* [TASK DIRECTIONS] Pull every line from the entries below and write each one out again unchanged.

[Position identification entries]
━━━━━━
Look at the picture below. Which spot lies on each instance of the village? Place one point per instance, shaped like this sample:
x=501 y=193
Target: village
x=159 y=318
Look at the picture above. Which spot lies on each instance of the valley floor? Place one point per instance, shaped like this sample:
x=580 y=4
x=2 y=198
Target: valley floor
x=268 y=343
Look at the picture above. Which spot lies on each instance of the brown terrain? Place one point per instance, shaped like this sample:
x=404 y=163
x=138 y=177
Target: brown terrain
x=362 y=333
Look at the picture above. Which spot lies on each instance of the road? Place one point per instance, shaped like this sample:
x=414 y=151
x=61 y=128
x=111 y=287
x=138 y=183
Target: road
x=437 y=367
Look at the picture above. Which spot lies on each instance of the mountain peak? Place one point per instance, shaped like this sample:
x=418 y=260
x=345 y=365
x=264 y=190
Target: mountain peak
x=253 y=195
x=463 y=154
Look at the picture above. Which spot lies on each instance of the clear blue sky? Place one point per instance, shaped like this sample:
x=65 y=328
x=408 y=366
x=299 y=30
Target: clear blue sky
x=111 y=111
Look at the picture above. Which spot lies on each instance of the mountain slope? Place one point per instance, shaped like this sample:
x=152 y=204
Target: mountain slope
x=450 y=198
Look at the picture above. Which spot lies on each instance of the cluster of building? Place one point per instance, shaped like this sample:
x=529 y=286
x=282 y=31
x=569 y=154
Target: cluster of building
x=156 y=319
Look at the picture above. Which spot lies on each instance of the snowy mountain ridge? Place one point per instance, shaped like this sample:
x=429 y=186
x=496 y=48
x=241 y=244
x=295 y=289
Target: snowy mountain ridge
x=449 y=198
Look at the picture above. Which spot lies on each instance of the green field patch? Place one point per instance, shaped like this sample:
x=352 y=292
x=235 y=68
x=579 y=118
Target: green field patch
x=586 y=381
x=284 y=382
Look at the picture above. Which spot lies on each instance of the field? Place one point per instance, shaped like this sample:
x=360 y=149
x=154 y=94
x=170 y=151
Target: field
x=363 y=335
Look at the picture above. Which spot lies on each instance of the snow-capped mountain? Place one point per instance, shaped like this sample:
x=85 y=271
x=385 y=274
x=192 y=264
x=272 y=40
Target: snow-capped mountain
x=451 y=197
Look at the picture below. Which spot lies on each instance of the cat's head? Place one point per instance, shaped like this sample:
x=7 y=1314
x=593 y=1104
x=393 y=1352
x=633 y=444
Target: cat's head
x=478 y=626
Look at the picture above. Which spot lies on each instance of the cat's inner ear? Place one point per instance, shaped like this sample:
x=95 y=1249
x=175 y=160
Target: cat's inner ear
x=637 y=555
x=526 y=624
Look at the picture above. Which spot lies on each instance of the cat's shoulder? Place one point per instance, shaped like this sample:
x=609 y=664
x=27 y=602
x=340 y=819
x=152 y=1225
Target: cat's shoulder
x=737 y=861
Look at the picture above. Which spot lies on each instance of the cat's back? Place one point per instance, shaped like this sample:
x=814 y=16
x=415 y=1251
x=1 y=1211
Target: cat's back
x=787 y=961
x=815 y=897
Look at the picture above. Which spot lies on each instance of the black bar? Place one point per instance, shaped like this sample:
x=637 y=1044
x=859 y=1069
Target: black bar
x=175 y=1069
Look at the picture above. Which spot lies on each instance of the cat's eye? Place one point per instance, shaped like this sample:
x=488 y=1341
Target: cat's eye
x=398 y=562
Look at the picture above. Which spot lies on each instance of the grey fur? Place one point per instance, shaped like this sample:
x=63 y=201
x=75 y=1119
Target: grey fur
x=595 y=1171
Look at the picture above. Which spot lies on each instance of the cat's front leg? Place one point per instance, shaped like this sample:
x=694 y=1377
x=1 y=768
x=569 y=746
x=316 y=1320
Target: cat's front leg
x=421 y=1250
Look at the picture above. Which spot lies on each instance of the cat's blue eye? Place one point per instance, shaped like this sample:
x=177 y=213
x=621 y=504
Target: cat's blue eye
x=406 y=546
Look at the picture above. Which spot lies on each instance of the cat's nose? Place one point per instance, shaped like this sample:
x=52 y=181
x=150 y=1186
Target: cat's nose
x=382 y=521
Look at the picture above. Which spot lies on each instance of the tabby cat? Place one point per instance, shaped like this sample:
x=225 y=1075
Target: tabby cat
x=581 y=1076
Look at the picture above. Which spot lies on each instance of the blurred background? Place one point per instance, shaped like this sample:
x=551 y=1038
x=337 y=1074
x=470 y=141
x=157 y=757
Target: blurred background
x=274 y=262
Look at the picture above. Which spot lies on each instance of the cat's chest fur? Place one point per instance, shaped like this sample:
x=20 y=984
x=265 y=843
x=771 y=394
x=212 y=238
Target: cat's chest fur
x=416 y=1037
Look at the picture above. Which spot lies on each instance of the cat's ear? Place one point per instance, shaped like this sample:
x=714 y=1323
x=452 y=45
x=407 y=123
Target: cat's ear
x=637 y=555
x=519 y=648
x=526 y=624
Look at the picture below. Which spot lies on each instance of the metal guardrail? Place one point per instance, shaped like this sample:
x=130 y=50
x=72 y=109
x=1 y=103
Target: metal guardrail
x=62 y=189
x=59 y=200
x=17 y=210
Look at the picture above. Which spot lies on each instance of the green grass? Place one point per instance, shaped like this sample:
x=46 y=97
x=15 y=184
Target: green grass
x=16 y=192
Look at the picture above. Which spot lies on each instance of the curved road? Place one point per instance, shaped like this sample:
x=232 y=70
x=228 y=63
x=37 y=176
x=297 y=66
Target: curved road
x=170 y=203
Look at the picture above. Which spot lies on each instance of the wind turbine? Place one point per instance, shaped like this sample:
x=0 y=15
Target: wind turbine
━━━━━━
* [RESPONSE]
Look at the picture below. Which spot lies on each instance of the village? Place one point per instance, shaped like this sample:
x=501 y=193
Target: village
x=159 y=318
Look at the picture above. Which spot lies on each instance of the valley floor? Place one point per instance, shaped like this sample:
x=580 y=4
x=2 y=198
Target: valley floor
x=268 y=343
Look at the picture above. Which spot lies on each instance of the brown terrain? Place one point per instance, shaped like this sample:
x=404 y=163
x=138 y=177
Target: brown terrain
x=362 y=333
Look at the picture above. Which spot lies on each instance of the road? Place one point per instance, shaped like this sample:
x=414 y=151
x=61 y=128
x=111 y=287
x=138 y=183
Target: road
x=437 y=367
Look at the picture above. Which spot lies on each instance of the mountain peak? Place one point per instance, shaped like this sample:
x=418 y=260
x=345 y=365
x=264 y=190
Target: mountain peak
x=253 y=195
x=463 y=154
Look at the picture above. Which spot lies on each instance of the clear blue sky? Place one point per instance, shaped like this sample:
x=65 y=328
x=408 y=366
x=299 y=30
Target: clear blue sky
x=111 y=111
Look at the picture above. Which spot lies on each instance of the mountain slope? Place one point per instance, shaped like this sample:
x=152 y=204
Target: mountain slope
x=450 y=198
Look at the picture above. Which spot lies on each instance of the cluster of building? Place one point per instance, shaped like this sample:
x=529 y=286
x=282 y=31
x=569 y=154
Target: cluster of building
x=156 y=319
Look at the picture above. Which spot lies on each instance of the snowy mountain ridge? Place one point per instance, shaped like this sample:
x=429 y=186
x=496 y=48
x=241 y=244
x=295 y=289
Target: snowy mountain ridge
x=449 y=198
Look at the picture above. Which spot lies on each instance of the green field patch? Place one point per instance, shaped like this sample:
x=352 y=292
x=235 y=68
x=579 y=118
Target: green field patch
x=586 y=381
x=284 y=382
Look at the picture above. Which spot lies on each instance of the field? Place one point per instance, shaped like this sample:
x=360 y=149
x=154 y=94
x=170 y=151
Target: field
x=363 y=335
Look at the picture above. Which spot lies on each instance of the snow-capped mountain? Place one point per instance, shaped like this sample:
x=85 y=271
x=385 y=274
x=192 y=264
x=272 y=40
Target: snow-capped mountain
x=451 y=197
Look at the picture below. Which spot lies on each instance of the cat's head? Place one point per instance, shaped like this sample:
x=7 y=1314
x=593 y=1104
x=393 y=1352
x=633 y=444
Target: cat's head
x=478 y=626
Look at the picture above. Which spot lies on each instance of the cat's inner ear? Place one point per instance, shaped like this sample:
x=95 y=1249
x=175 y=160
Target: cat's inner ear
x=637 y=555
x=526 y=624
Look at the picture above. Which spot lies on each instance of the cat's shoulder? Place one point per instance, shaped like this sample:
x=609 y=664
x=27 y=602
x=340 y=819
x=152 y=1225
Target: cat's shoulder
x=737 y=861
Look at the picture above. Which spot lies on each instance of the cat's back? Place one point per instance, shaped like this sample:
x=814 y=16
x=415 y=1251
x=1 y=1211
Target: cat's back
x=787 y=961
x=815 y=897
Look at the picture above. Which spot lies on each instance of the black bar? Place one point per instance, shaped like this sample:
x=637 y=1044
x=859 y=1069
Target: black bar
x=175 y=1069
Look at the picture above. Which spot lies on each instance of the cat's eye? Place one point per instance, shaped like this sample:
x=488 y=1341
Target: cat's eye
x=398 y=562
Look at the picture above. Which spot lies on each instance of the grey fur? Place one point per instance, shaped like this sample:
x=63 y=201
x=75 y=1119
Target: grey fur
x=595 y=1171
Look at the picture above. Which spot lies on each instance of the cat's front leg? Place one point per instance, shaped like this sample:
x=694 y=1377
x=1 y=768
x=569 y=746
x=316 y=1320
Target: cat's front leg
x=421 y=1250
Look at the picture above. Which spot lies on each instance of the cat's blue eye? Place one point per instance, shaped like this sample:
x=177 y=213
x=621 y=504
Target: cat's blue eye
x=406 y=546
Look at the picture above. Which spot lies on each instance of the cat's nose? Place one point per instance, shaped like this sample:
x=52 y=181
x=150 y=1186
Target: cat's nose
x=382 y=521
Look at the picture above. Which spot lies on each instance of the tabby cat? Place one point per instance, shaped like this sample:
x=225 y=1075
Target: tabby cat
x=581 y=1076
Look at the picture above. Which spot lies on each instance of the blurred background? Place one point per instance, shaped like this sample:
x=551 y=1038
x=337 y=1074
x=470 y=141
x=157 y=757
Target: blurred background
x=274 y=262
Look at the picture above. Which spot lies on each instance of the cat's chest fur? Place one point per instance, shaped like this sample:
x=20 y=984
x=265 y=843
x=771 y=394
x=212 y=238
Target: cat's chest fur
x=416 y=1037
Look at the picture above. Which spot lies on each instance of the cat's ear? Place one point per instance, shaped like this sample:
x=714 y=1323
x=452 y=45
x=407 y=123
Target: cat's ear
x=637 y=555
x=519 y=648
x=526 y=624
Look at the picture below. Which spot lies on each instance of the metal guardrail? Place one point per instance, shaped like this sample:
x=130 y=50
x=72 y=109
x=1 y=103
Target: metal guardrail
x=62 y=189
x=59 y=200
x=17 y=210
Look at the picture above. Which spot lies on each instance of the green grass? Place one point per instance, shaped like this sample:
x=46 y=97
x=15 y=184
Target: green grass
x=16 y=192
Look at the picture above. Which spot lies on each instance of the curved road? Place one point per instance, shaped like this sample:
x=232 y=70
x=228 y=63
x=37 y=176
x=297 y=66
Target: curved road
x=170 y=203
Look at the picture above. Which spot lies on each instance of the wind turbine? Place one point per instance, shaped like this sample:
x=0 y=15
Target: wind turbine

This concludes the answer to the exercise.